WHAT YOU HAVE TO DO: Work through the data below and copy out every line where "desert" is found.

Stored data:
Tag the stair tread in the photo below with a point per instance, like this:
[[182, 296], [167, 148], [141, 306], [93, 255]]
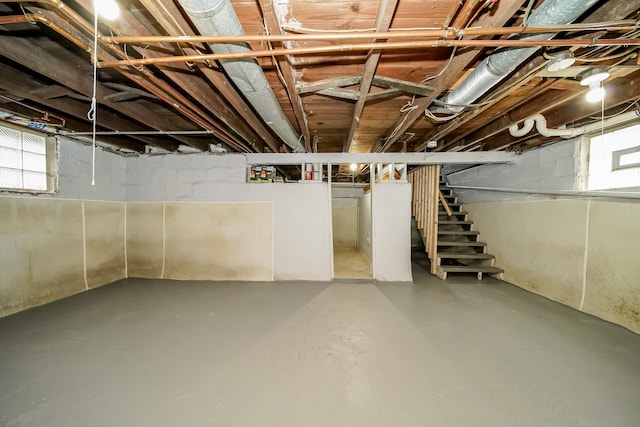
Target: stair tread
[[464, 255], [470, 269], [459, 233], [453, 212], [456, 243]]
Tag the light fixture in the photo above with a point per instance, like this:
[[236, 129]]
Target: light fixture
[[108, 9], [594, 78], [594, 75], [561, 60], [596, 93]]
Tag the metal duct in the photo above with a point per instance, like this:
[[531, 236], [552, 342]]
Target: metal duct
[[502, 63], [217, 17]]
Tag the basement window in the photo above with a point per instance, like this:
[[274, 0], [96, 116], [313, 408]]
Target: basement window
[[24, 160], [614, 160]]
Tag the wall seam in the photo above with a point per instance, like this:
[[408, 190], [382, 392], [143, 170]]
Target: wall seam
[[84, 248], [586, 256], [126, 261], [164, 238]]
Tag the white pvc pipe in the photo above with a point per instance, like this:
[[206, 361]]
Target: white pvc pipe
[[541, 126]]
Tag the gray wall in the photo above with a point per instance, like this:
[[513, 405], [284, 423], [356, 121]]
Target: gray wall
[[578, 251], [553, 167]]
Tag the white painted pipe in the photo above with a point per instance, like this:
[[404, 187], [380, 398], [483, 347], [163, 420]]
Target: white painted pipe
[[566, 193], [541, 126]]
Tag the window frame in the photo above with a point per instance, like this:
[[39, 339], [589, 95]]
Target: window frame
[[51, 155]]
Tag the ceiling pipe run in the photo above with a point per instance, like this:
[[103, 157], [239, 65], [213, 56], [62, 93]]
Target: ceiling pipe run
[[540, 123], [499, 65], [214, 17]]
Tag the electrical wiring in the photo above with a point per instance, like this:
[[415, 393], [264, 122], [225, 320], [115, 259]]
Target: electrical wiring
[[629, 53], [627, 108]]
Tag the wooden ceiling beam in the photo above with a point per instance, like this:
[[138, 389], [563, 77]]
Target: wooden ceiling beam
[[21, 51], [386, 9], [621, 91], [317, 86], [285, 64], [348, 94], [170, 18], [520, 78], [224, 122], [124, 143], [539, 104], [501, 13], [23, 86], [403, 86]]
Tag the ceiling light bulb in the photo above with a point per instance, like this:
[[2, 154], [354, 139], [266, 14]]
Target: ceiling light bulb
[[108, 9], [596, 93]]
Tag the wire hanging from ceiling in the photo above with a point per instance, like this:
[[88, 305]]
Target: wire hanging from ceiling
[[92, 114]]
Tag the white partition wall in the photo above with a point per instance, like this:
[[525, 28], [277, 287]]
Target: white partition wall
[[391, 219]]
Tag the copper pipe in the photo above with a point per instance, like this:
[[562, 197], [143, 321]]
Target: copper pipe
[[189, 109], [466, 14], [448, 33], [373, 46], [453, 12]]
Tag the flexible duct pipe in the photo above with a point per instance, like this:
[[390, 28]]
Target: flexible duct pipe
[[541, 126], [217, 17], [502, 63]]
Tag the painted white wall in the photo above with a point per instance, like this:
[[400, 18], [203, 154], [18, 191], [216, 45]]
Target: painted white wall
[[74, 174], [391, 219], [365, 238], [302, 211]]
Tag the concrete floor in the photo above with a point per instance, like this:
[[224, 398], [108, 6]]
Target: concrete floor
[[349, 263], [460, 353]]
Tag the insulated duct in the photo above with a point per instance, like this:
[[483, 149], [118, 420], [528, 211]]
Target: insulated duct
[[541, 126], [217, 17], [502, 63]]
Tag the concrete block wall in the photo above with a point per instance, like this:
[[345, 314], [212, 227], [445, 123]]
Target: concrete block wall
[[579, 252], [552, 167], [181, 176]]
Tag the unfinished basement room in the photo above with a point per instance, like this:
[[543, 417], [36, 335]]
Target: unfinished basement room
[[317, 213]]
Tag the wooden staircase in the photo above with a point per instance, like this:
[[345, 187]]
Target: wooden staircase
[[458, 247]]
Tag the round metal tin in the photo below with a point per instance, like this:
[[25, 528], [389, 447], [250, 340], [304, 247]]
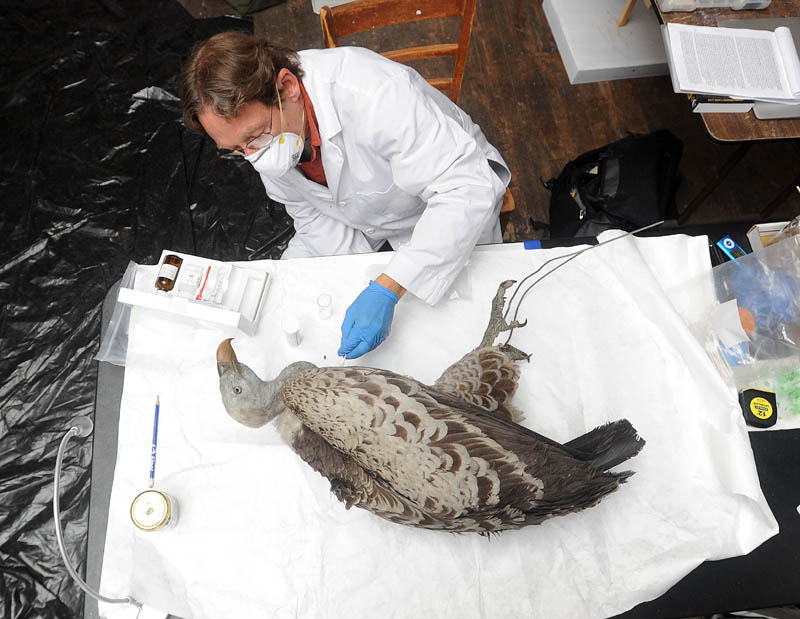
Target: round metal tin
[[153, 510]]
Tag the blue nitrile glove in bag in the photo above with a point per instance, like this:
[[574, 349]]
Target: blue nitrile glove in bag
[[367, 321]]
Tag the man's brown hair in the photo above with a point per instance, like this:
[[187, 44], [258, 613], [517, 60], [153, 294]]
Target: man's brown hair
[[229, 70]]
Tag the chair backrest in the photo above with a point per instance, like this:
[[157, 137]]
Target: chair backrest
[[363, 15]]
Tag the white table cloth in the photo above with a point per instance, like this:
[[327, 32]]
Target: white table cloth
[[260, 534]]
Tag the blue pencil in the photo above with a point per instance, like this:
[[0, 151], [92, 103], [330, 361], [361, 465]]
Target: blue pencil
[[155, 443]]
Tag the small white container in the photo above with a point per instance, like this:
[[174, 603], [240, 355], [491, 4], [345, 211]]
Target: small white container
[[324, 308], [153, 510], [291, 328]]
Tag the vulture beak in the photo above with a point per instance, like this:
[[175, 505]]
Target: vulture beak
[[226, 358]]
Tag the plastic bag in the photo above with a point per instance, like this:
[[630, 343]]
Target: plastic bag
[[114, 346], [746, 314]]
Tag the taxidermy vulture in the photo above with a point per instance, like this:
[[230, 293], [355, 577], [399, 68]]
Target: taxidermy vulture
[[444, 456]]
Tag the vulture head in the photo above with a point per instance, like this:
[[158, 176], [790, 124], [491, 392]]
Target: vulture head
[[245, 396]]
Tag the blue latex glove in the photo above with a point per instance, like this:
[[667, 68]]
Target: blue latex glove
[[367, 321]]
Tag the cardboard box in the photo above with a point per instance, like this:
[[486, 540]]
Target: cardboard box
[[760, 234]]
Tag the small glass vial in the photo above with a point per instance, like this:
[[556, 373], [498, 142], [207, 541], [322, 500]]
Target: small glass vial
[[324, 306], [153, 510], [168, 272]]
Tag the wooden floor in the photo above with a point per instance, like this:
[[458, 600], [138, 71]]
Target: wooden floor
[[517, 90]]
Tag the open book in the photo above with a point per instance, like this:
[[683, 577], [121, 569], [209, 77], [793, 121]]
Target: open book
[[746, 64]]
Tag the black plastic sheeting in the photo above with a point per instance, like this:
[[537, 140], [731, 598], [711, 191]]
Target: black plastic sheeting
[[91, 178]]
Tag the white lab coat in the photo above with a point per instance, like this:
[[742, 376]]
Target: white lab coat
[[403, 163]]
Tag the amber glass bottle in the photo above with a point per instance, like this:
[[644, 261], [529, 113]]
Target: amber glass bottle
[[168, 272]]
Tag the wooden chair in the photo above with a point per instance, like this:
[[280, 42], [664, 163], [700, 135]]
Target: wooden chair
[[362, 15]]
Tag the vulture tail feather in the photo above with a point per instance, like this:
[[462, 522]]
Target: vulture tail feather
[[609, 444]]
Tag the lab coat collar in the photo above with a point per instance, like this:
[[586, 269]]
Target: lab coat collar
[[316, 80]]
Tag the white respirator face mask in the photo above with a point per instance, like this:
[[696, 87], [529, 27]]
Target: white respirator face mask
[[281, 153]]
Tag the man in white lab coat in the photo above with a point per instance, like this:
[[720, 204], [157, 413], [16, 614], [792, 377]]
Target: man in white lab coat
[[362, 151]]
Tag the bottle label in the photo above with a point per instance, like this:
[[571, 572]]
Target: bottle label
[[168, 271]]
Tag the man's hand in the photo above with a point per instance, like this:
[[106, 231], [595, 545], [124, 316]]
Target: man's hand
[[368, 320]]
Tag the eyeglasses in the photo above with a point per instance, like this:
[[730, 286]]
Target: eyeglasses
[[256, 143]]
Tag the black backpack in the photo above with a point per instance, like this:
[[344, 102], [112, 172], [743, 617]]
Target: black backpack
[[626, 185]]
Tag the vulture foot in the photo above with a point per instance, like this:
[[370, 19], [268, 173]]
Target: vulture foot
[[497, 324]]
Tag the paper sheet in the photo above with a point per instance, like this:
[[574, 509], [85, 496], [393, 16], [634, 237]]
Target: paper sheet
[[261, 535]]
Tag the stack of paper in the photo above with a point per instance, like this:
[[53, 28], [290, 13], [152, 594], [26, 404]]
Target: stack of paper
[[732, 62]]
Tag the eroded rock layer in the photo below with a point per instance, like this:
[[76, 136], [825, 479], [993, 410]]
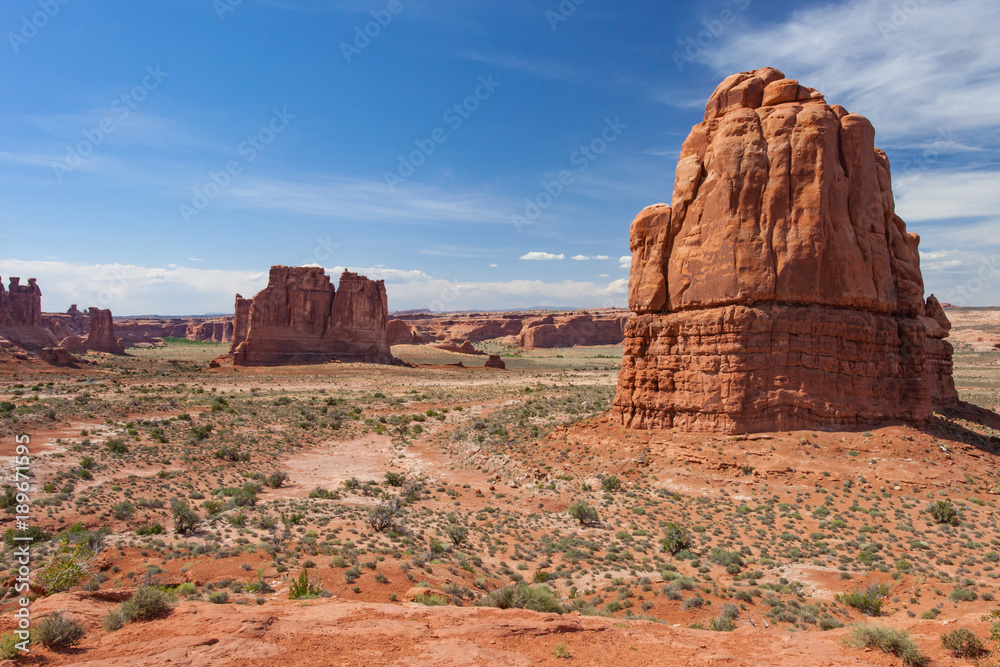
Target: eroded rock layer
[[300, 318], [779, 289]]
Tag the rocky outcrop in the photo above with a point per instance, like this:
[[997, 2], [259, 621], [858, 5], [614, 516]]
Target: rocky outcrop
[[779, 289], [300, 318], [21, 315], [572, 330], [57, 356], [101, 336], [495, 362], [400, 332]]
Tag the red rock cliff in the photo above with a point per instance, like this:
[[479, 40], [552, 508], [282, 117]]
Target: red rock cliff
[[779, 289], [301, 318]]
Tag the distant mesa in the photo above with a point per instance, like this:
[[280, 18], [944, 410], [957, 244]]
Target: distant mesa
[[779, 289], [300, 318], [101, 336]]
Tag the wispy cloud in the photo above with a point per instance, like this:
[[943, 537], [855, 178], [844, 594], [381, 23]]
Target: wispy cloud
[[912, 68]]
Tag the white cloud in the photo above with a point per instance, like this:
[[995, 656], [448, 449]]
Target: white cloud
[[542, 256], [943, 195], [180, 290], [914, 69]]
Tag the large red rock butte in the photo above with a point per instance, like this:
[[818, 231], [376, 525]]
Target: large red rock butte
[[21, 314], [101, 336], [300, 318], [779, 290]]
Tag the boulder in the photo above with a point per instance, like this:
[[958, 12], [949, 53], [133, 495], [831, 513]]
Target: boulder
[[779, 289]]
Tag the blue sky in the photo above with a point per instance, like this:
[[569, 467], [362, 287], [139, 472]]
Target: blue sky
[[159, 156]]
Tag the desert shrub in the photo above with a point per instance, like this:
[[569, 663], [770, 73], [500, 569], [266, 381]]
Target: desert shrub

EXERCISE OUTPUT:
Tag the desert shrub in the photo above with a point per instance, like this:
Target: desert shrub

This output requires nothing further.